__Aim of the exercise__: Please return, with no alterations, the lines below from the very first through the one that contains "Query: awning over shop".
Information: Begin
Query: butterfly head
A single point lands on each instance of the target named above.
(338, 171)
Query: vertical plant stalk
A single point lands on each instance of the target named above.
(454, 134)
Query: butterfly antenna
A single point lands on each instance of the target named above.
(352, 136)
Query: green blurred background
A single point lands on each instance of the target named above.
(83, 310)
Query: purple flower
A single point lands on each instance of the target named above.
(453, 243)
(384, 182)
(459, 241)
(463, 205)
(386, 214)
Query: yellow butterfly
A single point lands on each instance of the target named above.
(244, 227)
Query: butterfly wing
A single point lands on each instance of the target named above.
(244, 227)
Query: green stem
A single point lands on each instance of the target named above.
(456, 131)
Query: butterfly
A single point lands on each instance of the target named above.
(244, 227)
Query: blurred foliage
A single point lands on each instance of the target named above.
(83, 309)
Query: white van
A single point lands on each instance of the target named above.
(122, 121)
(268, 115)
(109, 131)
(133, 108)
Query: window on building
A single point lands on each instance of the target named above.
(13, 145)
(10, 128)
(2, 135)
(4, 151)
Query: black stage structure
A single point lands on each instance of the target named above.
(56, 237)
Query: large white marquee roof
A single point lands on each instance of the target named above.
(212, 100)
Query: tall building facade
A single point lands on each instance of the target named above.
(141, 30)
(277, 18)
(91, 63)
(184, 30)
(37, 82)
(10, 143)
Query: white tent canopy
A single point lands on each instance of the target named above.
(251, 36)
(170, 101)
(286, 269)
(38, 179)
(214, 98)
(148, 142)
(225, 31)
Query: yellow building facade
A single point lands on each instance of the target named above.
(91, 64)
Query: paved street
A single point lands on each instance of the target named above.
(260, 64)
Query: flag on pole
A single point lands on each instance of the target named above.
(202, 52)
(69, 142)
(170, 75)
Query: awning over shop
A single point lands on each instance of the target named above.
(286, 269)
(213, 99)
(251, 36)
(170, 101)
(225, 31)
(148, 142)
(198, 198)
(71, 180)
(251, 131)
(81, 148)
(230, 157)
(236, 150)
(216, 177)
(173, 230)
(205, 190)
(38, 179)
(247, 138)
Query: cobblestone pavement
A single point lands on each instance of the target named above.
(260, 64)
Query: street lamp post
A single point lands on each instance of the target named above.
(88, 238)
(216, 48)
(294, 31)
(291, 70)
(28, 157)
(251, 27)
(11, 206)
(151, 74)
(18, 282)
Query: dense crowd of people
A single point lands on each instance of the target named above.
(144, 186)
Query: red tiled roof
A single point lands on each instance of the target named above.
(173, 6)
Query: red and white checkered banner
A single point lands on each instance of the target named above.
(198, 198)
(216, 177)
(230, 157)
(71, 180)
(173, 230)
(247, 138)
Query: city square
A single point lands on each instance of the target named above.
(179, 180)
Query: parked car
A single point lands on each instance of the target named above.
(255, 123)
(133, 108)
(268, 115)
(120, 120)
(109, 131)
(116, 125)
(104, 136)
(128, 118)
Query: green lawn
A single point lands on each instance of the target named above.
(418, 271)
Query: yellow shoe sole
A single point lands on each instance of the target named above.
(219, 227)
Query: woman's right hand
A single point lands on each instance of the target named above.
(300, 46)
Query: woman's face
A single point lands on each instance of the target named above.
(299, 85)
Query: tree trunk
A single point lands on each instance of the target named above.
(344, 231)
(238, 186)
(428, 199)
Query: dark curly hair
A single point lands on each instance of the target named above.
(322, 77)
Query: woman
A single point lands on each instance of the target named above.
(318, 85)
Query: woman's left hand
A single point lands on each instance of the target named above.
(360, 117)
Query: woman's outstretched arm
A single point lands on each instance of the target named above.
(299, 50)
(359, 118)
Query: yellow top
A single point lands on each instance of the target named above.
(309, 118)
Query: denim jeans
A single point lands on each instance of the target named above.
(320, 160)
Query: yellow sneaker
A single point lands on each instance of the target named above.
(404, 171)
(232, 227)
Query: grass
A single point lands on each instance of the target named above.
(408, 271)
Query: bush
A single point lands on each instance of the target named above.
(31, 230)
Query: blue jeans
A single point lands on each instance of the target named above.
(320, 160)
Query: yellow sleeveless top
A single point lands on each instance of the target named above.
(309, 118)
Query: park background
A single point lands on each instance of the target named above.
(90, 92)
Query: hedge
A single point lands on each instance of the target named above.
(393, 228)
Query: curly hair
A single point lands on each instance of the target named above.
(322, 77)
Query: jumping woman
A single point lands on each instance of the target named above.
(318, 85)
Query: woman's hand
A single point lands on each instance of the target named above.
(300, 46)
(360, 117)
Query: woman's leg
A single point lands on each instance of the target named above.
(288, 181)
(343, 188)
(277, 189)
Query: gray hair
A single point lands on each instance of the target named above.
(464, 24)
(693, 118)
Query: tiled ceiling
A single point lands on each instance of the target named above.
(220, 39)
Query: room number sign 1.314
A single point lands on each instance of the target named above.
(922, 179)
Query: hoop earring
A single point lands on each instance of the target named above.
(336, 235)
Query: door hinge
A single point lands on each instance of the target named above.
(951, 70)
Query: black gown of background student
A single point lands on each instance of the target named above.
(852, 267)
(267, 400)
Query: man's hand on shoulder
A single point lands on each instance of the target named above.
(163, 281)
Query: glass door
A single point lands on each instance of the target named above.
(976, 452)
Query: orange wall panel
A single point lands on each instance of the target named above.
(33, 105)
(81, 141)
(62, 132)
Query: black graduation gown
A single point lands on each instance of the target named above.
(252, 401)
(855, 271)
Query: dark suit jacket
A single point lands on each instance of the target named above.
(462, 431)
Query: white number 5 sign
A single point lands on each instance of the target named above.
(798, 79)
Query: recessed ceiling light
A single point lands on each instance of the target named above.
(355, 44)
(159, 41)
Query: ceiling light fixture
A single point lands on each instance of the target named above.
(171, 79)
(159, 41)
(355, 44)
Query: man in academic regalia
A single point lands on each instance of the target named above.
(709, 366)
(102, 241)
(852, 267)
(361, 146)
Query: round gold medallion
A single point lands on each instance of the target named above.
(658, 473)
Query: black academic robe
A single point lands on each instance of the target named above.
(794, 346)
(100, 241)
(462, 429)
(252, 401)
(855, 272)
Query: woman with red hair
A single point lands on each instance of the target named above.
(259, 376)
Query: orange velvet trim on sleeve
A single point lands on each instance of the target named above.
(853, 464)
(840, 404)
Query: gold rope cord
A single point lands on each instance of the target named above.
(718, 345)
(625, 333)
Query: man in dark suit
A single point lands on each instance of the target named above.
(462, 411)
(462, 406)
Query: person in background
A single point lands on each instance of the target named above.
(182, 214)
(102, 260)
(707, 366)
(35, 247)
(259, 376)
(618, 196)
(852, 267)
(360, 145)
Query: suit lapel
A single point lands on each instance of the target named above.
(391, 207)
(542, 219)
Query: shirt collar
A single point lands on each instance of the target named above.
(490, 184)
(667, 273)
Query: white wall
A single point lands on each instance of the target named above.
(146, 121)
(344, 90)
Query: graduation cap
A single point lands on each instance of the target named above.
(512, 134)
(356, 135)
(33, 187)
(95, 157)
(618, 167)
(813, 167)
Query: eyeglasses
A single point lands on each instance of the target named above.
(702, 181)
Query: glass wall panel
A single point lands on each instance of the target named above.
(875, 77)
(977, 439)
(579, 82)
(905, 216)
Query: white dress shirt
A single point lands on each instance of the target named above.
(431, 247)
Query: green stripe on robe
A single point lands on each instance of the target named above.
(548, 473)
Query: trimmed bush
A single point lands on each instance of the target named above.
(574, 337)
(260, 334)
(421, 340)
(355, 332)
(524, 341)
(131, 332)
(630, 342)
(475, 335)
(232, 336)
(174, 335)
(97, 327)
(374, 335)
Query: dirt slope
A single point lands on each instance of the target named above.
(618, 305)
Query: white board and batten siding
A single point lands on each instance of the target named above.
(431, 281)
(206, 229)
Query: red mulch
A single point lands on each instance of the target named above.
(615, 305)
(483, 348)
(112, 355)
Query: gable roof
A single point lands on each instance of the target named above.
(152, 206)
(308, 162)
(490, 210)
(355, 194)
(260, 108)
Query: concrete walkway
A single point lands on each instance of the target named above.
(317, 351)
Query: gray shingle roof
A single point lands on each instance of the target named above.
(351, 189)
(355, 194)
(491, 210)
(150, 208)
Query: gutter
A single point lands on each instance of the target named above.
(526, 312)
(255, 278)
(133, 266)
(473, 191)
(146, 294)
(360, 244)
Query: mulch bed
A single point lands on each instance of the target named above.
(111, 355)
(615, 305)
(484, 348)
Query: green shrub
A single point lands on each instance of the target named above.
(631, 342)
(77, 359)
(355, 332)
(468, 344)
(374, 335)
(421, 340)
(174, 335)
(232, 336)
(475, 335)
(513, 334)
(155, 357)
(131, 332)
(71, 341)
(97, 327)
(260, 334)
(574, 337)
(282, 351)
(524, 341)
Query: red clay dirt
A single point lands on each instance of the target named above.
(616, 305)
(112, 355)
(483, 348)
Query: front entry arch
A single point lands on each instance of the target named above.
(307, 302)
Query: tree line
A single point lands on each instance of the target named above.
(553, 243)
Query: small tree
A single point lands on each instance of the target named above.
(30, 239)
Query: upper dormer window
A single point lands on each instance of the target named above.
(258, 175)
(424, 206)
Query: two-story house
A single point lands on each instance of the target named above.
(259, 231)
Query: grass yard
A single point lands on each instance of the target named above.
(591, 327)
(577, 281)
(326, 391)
Information: End
__Your solution__:
Query: butterfly head
A single point lands on each instance of the target named above.
(338, 171)
Query: vertical plant stalk
A single point lands on each instance of the target named above.
(454, 134)
Query: butterfly antenna
A single point lands on each instance of the target named above.
(352, 136)
Query: green blurred background
A single point lands on each instance of the target named above.
(83, 310)
Query: purple flower
A single point lands on each instance of the target named above.
(453, 243)
(384, 182)
(459, 241)
(463, 205)
(386, 214)
Query: yellow butterfly
A single point lands on each instance of the target named above.
(244, 227)
Query: butterfly wing
A single point lands on each instance of the target named above.
(244, 227)
Query: green stem
A single point lands on each instance of the target named above.
(456, 131)
Query: butterfly
A single point lands on each instance of the target named above.
(244, 227)
Query: blurred foliage
A single point lands on each instance of the target named above.
(83, 309)
Query: white van
A single point lands on each instance of the target named above.
(122, 121)
(268, 115)
(109, 131)
(133, 108)
Query: window on building
A single point lands on each instance of the target named above.
(13, 145)
(10, 128)
(2, 135)
(4, 151)
Query: black stage structure
A single point lands on each instance of the target named above.
(56, 237)
Query: large white marquee roof
A single point lands on each instance of the target named above.
(212, 100)
Query: tall building facade
A single point lands on each instance of the target named above.
(141, 30)
(277, 18)
(91, 63)
(184, 30)
(37, 82)
(10, 143)
Query: white tent canopy
A single point lands on each instance of the target named above.
(251, 36)
(170, 101)
(286, 269)
(38, 179)
(214, 98)
(148, 142)
(225, 31)
Query: yellow building facade
A single point lands on each instance of the target named above.
(91, 64)
Query: paved street
A single point lands on each instance of the target named above.
(260, 64)
Query: flag on pole
A single point lands on each instance of the target named above.
(202, 52)
(69, 142)
(170, 75)
Query: awning over shop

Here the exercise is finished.